** Exercise brief **
When the word "instance" appears in a line of the data below, list that line.

** Source records **
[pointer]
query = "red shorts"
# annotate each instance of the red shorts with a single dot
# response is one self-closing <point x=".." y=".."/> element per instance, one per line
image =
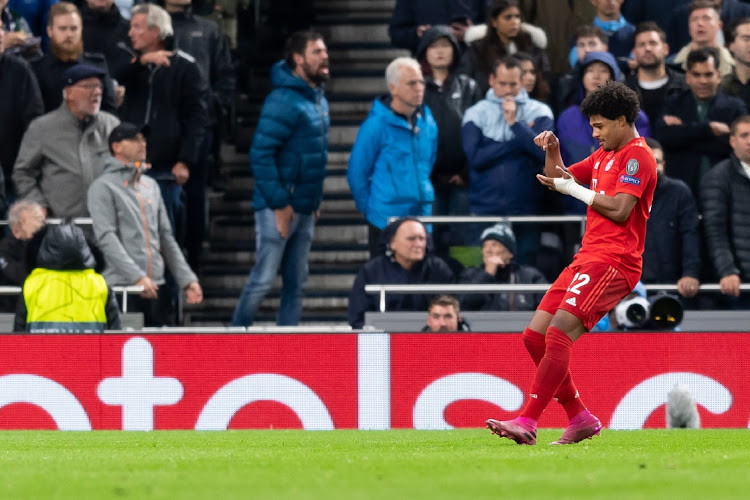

** Solution to the exercise **
# annotate each instance of the red shorts with a single dot
# response is one self-closing <point x=".." y=".."/> element per instance, one per line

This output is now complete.